**What to do:** Return only those lines of the listing that hold the word "report".

**Data to examine:**
·····
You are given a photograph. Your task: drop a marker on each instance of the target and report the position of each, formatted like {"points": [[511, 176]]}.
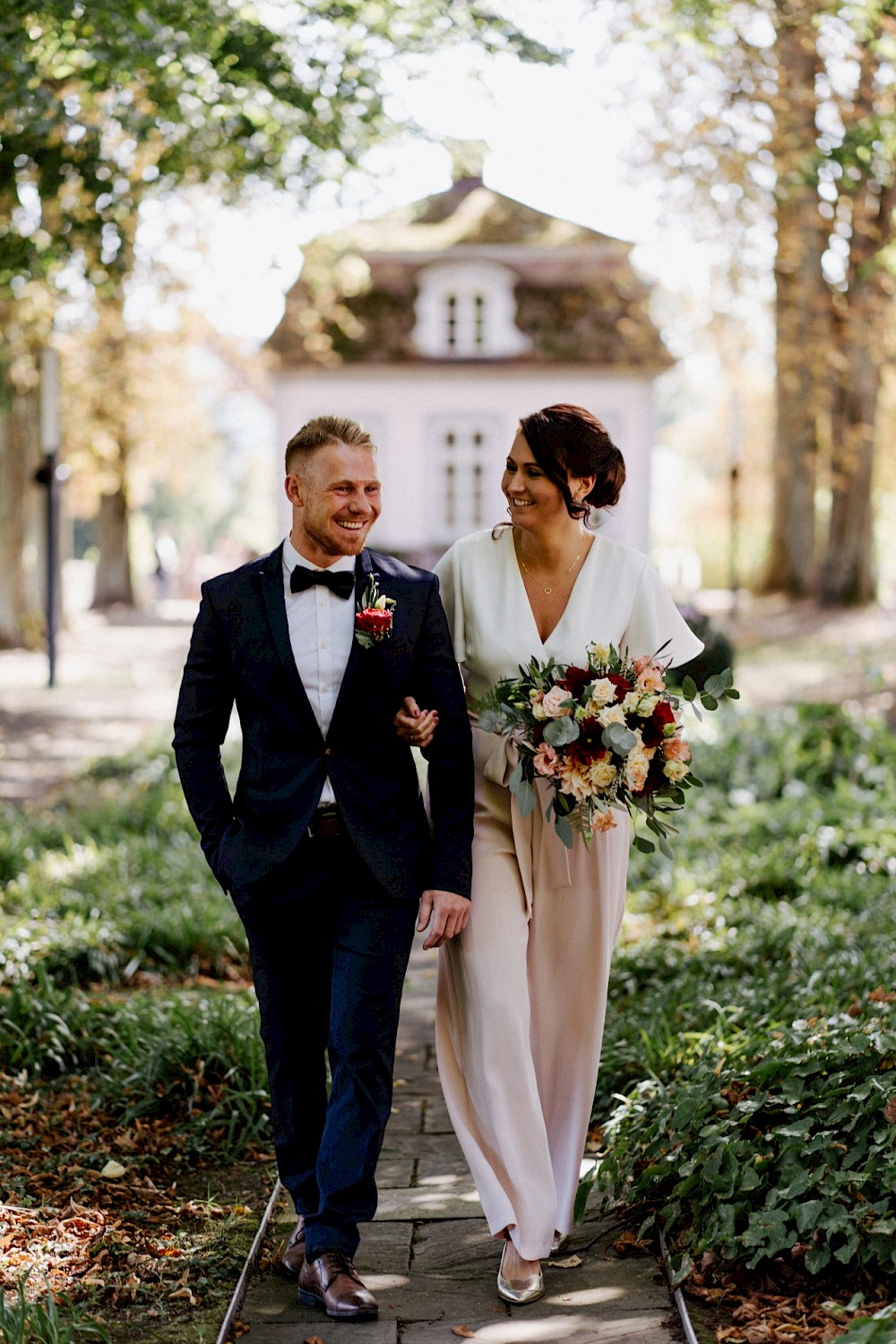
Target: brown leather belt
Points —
·····
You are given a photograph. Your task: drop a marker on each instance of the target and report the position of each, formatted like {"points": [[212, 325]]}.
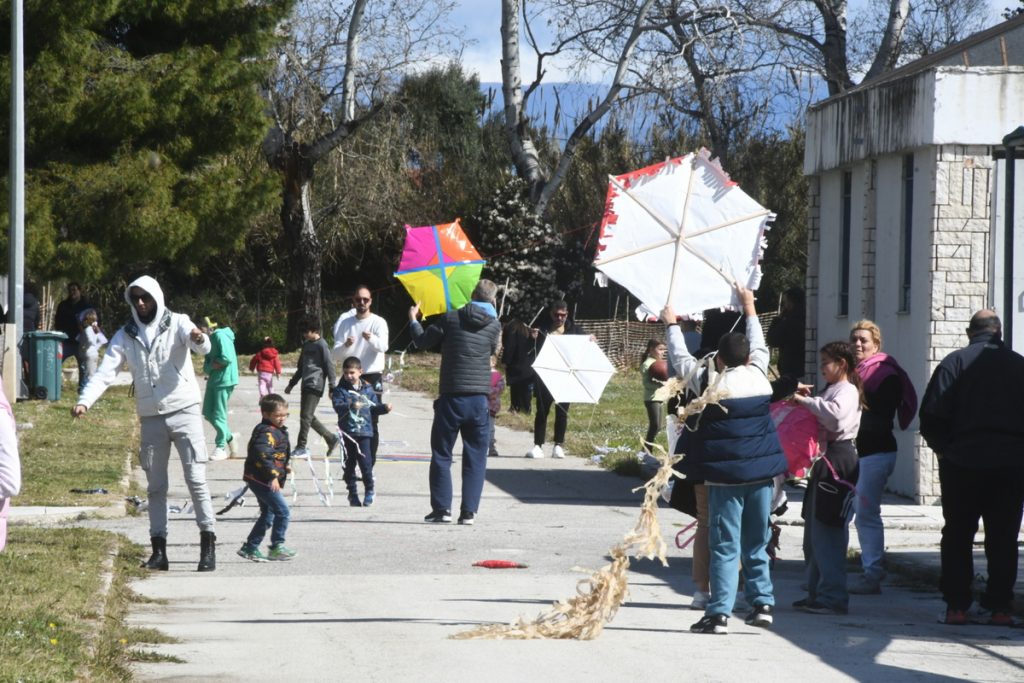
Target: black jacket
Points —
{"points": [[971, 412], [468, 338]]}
·····
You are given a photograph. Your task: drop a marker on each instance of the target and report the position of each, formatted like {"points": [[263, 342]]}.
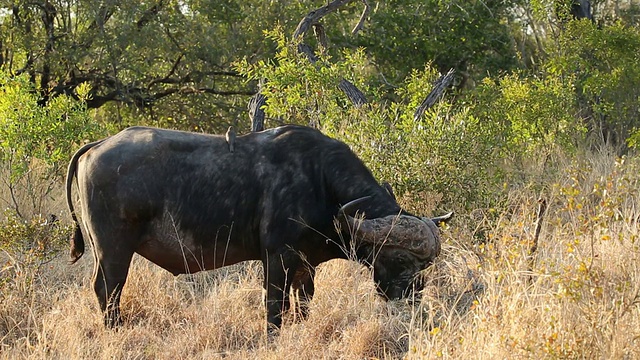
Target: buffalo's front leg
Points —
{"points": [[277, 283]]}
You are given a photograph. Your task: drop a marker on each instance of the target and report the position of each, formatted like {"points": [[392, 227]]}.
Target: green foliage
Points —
·····
**Response to this task:**
You are given a photograph. Your task: drop a marker on each instance of the target and report the position of each, formatted like {"points": [[511, 176]]}.
You are given a photograph. Your task: drop a marker on each instance of the target and report the position of each, formatted like {"points": [[212, 325]]}.
You are given a photograph. Your task: drop a marker on each instance of the target and report the position of each, formatted like {"points": [[263, 342]]}.
You are given a photograph. Your task: drop a marker on each instance of the target and report the position of each, formatted like {"points": [[392, 227]]}.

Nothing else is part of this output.